Reading passage:
================
1. Factor both the numerator N(x) and the denominator D(x).
2. Cancel any common factors and simplify the function.
3. Equate the canceled factor to zero. This will give you the x-value of the hole.
4. Plug this x-value in the simplified function to find the y-value of the hole.
5. Plot that hole (or holes) on the graph.

VERTICAL ASYMPTOTES

1. Plot the remaining zeros of D(x) on the x-axis. Draw vertical dotted lines through them. These are the locations for the vertical asymptotes.
2. Find the sign of f(x), just before and after the dotted line. This you can do by finding the signs of the factors in the simplified function and resolving them. This will tell you if the graph is going asymptotic upwards or downwards near the dotted vertical line.
3. Find remaining zeros of N(x) on the x-axis. These are points where the graph crosses the x-axis.
================
Given data:

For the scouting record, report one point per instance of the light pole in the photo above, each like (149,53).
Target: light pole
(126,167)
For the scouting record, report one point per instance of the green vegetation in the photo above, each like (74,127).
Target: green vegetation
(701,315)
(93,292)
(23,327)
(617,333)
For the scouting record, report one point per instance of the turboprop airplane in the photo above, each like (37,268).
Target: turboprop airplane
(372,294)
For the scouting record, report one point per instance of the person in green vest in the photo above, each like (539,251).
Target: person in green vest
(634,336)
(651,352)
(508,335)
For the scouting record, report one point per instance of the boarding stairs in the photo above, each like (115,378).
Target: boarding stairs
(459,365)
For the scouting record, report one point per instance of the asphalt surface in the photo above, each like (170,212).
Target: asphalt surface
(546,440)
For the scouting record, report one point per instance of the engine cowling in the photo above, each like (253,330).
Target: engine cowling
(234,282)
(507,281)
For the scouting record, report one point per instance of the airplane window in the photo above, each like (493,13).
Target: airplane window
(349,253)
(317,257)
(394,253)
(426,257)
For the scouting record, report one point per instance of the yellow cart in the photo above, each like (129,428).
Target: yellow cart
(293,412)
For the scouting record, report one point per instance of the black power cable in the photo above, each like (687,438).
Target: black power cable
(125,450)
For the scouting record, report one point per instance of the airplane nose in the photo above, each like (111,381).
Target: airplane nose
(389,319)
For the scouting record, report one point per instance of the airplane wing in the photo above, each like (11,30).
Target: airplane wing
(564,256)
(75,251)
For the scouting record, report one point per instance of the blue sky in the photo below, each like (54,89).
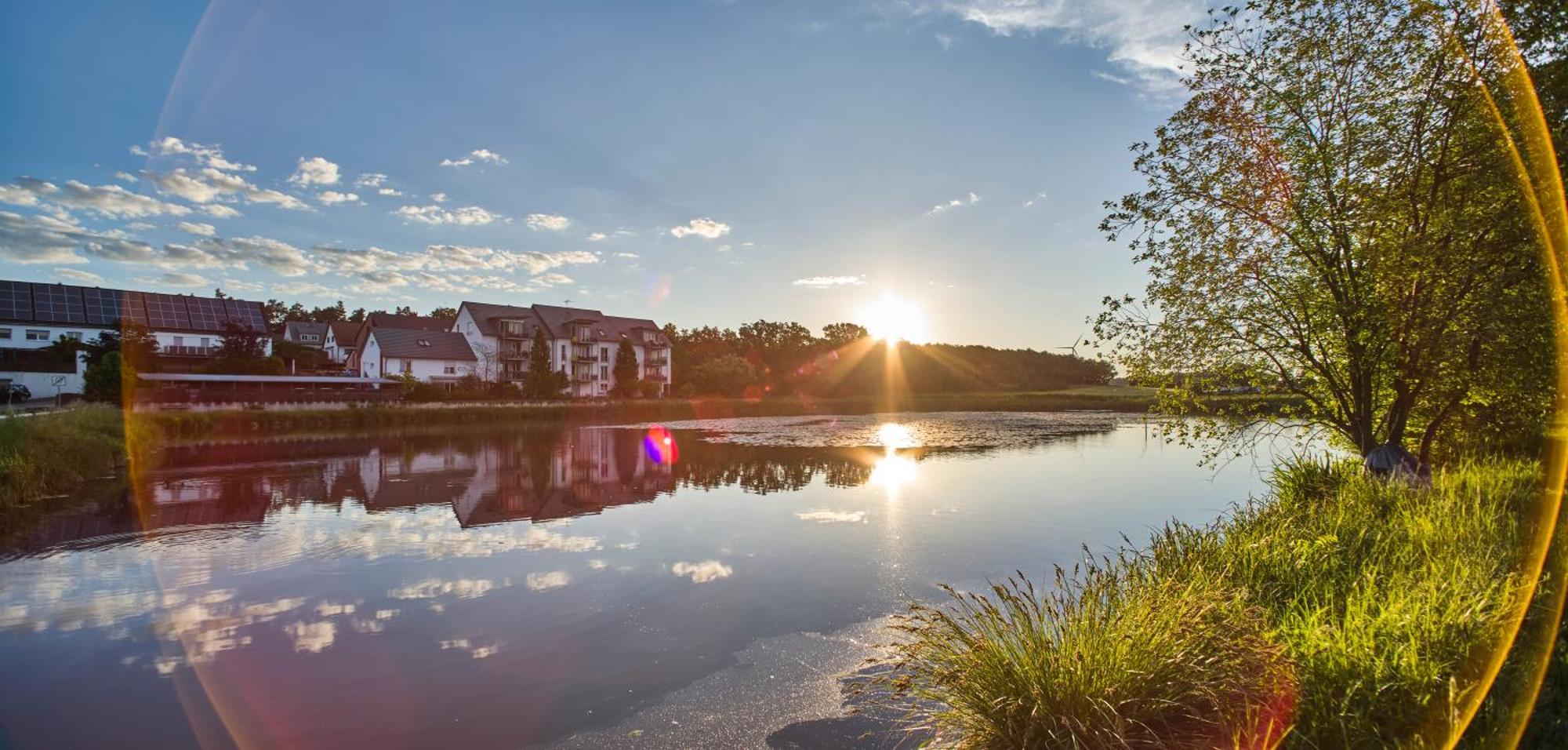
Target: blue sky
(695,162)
================
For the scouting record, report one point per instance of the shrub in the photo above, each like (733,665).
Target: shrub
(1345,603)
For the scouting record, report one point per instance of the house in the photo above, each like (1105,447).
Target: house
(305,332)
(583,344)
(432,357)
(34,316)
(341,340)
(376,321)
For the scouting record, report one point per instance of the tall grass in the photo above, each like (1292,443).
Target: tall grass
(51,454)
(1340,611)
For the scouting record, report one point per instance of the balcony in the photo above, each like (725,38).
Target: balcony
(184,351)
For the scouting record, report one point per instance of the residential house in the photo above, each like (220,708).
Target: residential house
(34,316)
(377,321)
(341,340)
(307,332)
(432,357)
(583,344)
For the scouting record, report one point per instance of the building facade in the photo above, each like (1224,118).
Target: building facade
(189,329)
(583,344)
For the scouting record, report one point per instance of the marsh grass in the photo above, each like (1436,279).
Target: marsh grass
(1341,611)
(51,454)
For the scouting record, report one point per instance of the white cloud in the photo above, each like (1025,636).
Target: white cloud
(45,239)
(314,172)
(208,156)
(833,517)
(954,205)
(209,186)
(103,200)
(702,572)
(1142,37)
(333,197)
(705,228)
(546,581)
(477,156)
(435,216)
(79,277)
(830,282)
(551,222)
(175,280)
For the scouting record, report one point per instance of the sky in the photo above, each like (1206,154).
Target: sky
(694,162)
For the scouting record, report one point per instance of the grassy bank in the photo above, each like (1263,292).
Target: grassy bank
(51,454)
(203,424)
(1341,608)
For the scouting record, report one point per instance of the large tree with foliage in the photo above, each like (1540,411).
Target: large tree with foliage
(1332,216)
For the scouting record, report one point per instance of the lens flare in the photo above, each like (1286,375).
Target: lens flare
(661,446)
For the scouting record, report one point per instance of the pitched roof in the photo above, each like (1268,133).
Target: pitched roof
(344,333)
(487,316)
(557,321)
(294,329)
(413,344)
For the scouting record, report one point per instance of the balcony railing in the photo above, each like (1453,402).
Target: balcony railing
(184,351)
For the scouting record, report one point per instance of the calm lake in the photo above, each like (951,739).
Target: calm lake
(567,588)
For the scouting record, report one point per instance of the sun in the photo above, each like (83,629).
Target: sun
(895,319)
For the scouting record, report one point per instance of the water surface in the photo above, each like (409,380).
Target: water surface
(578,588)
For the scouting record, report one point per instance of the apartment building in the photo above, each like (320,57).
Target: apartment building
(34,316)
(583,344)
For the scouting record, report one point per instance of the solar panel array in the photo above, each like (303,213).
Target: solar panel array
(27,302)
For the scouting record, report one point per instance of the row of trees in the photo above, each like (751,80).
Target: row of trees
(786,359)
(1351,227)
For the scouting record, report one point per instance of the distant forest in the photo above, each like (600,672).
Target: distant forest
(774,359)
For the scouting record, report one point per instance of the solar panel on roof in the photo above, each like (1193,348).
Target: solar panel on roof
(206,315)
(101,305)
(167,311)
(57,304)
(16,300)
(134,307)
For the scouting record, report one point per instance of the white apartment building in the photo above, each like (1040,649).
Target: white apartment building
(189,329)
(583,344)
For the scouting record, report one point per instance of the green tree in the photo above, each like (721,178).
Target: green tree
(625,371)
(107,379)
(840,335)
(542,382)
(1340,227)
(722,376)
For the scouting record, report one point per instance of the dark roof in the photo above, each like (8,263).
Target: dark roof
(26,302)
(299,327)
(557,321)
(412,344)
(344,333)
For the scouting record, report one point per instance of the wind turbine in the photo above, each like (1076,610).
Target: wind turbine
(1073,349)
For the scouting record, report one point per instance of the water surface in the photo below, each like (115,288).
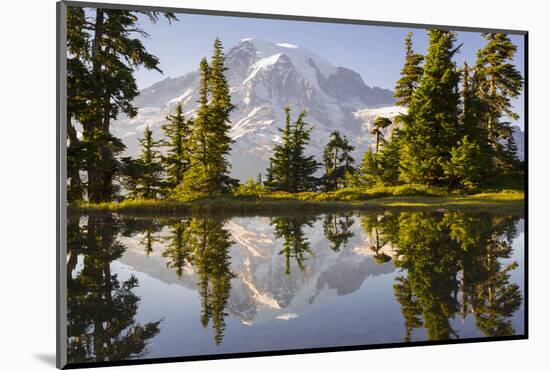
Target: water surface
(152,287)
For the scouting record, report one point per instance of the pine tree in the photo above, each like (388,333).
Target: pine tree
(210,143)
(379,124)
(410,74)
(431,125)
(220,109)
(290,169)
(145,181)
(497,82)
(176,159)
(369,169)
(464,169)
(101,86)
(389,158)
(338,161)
================
Please repeat the passage on holes and vertical asymptotes word for word, from "4. Plug this" up to and including "the vertical asymptotes.".

Solution to this exercise:
4. Plug this x-value in the simplified function to find the y-value of the hole.
5. Plot that hole (or holes) on the graph.

VERTICAL ASYMPTOTES

1. Plot the remaining zeros of D(x) on the x-axis. Draw vertical dotted lines through them. These are the locations for the vertical asymptotes.